== DATA FOR THIS EXERCISE ==

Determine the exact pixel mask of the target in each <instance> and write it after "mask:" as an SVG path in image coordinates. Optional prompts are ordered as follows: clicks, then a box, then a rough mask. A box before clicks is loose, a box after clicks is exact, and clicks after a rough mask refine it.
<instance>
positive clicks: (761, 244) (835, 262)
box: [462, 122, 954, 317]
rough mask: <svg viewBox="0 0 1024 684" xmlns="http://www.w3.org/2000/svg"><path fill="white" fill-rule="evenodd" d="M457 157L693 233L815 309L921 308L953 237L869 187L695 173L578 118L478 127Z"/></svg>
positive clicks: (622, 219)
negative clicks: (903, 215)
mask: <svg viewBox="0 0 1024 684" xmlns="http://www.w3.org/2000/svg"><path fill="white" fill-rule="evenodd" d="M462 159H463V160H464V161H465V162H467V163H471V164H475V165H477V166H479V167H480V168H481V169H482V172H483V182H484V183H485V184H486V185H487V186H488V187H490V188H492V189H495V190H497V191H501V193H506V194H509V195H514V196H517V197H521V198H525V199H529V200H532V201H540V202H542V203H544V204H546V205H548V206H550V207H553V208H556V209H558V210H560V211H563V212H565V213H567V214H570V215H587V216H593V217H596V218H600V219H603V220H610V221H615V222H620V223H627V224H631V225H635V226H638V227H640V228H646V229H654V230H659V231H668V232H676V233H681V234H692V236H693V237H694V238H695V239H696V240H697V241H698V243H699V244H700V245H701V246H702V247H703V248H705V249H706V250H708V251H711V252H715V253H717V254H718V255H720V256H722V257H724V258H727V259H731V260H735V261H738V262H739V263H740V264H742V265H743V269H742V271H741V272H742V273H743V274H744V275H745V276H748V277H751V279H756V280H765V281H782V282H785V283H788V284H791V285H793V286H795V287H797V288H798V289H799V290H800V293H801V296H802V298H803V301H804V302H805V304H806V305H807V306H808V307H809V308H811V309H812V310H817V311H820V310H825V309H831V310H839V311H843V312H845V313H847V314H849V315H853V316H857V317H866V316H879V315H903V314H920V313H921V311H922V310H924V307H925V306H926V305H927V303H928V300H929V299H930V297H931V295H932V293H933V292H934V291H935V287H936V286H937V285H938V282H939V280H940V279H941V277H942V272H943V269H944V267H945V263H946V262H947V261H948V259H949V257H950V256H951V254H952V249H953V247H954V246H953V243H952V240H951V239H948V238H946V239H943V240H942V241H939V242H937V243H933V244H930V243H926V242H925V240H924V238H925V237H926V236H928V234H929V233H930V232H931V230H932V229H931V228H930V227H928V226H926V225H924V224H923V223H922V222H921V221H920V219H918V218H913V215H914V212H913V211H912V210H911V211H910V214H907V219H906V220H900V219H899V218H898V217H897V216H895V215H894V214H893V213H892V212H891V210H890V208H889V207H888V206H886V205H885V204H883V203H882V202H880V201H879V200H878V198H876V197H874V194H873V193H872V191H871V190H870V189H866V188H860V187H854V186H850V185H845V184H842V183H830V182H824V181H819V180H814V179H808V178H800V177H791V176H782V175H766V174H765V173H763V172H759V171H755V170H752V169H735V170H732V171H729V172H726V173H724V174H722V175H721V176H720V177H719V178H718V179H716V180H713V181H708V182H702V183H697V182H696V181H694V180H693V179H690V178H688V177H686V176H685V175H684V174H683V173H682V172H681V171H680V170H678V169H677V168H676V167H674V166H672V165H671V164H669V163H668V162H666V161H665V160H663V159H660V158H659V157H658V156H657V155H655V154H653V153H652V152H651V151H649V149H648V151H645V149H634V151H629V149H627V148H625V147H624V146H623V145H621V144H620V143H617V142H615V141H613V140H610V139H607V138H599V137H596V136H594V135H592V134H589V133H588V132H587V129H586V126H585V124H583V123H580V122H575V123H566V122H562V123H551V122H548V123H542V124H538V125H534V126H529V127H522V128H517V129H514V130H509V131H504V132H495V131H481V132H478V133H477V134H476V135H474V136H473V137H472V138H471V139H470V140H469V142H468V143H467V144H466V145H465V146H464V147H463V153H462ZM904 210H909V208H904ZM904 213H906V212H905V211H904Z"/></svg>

===

**WHAT YOU SHOULD DO**.
Please copy all of the data above line for line, with no changes.

**WRITTEN SOLUTION**.
Determine the exact pixel mask of the target in each <instance> and write it after "mask:" as an SVG path in image coordinates. Optional prompts are ordered as follows: clicks, then a box, then a rough mask. A box before clicks is loose, a box after clicks is exact, and clicks after a rough mask refine it.
<instance>
positive clicks: (761, 244) (835, 262)
box: [462, 122, 954, 317]
rough mask: <svg viewBox="0 0 1024 684" xmlns="http://www.w3.org/2000/svg"><path fill="white" fill-rule="evenodd" d="M457 157L693 233L815 309L921 308L953 237L869 187L695 173L578 118L478 127Z"/></svg>
positive clicks: (622, 219)
negative clicks: (903, 215)
mask: <svg viewBox="0 0 1024 684" xmlns="http://www.w3.org/2000/svg"><path fill="white" fill-rule="evenodd" d="M462 159H463V160H464V161H465V162H467V163H471V164H475V165H477V166H479V167H480V168H481V169H482V172H483V182H484V183H485V184H486V185H487V186H488V187H490V188H492V189H495V190H497V191H501V193H506V194H509V195H514V196H517V197H521V198H525V199H529V200H532V201H540V202H542V203H544V204H546V205H548V206H550V207H553V208H556V209H558V210H560V211H563V212H565V213H567V214H570V215H587V216H593V217H596V218H600V219H603V220H610V221H615V222H620V223H627V224H631V225H635V226H638V227H640V228H646V229H654V230H659V231H668V232H676V233H681V234H692V236H693V237H694V238H695V239H696V240H697V241H698V243H699V244H700V245H701V246H702V247H703V248H705V249H706V250H708V251H711V252H715V253H717V254H718V255H720V256H722V257H724V258H727V259H731V260H735V261H738V262H739V263H740V264H742V265H743V269H742V271H741V272H742V273H743V274H744V275H745V276H748V277H751V279H756V280H765V281H782V282H785V283H788V284H791V285H793V286H795V287H797V288H798V289H799V290H800V293H801V296H802V298H803V301H804V302H805V304H806V305H807V306H808V307H809V308H811V309H812V310H817V311H820V310H825V309H831V310H839V311H843V312H845V313H847V314H849V315H853V316H857V317H866V316H879V315H903V314H920V313H921V311H922V310H924V307H925V306H926V305H927V303H928V300H929V299H930V297H931V295H932V293H933V292H934V291H935V287H936V286H937V285H938V282H939V280H940V279H941V277H942V272H943V269H944V267H945V263H946V262H947V261H948V259H949V257H950V256H951V254H952V249H953V247H954V246H953V243H952V240H951V239H948V238H946V239H943V240H942V241H939V242H937V243H933V244H930V243H926V242H925V240H924V238H925V237H926V236H928V234H929V233H930V232H931V230H932V229H931V228H930V227H928V226H926V225H924V224H923V223H922V222H921V221H920V219H918V218H913V215H914V212H913V211H912V210H911V211H910V214H907V219H906V220H900V219H899V218H898V217H897V216H895V215H894V214H893V213H892V212H891V210H890V208H889V207H888V206H886V205H885V204H883V203H882V202H880V201H879V200H878V198H876V197H874V194H873V193H872V191H871V190H870V189H866V188H860V187H854V186H850V185H845V184H842V183H830V182H824V181H819V180H814V179H808V178H800V177H791V176H782V175H766V174H765V173H763V172H759V171H755V170H752V169H735V170H732V171H729V172H726V173H724V174H722V175H721V176H720V177H719V178H718V179H716V180H713V181H708V182H702V183H697V182H696V181H694V180H693V179H690V178H688V177H686V176H685V175H684V174H683V173H682V172H681V171H680V170H678V169H677V168H676V167H674V166H672V165H671V164H669V163H668V162H666V161H665V160H663V159H660V158H659V157H658V156H657V155H655V154H653V153H652V152H651V151H649V149H648V151H645V149H634V151H629V149H627V148H625V147H624V146H623V145H621V144H620V143H617V142H615V141H613V140H610V139H607V138H599V137H596V136H594V135H592V134H589V133H588V132H587V129H586V126H585V124H583V123H580V122H575V123H566V122H562V123H551V122H548V123H542V124H538V125H534V126H529V127H522V128H517V129H514V130H509V131H504V132H495V131H481V132H478V133H477V134H476V135H474V136H473V137H472V138H471V139H470V140H469V142H468V143H467V144H466V145H465V146H464V147H463V153H462ZM904 210H909V208H904ZM904 213H906V212H905V211H904Z"/></svg>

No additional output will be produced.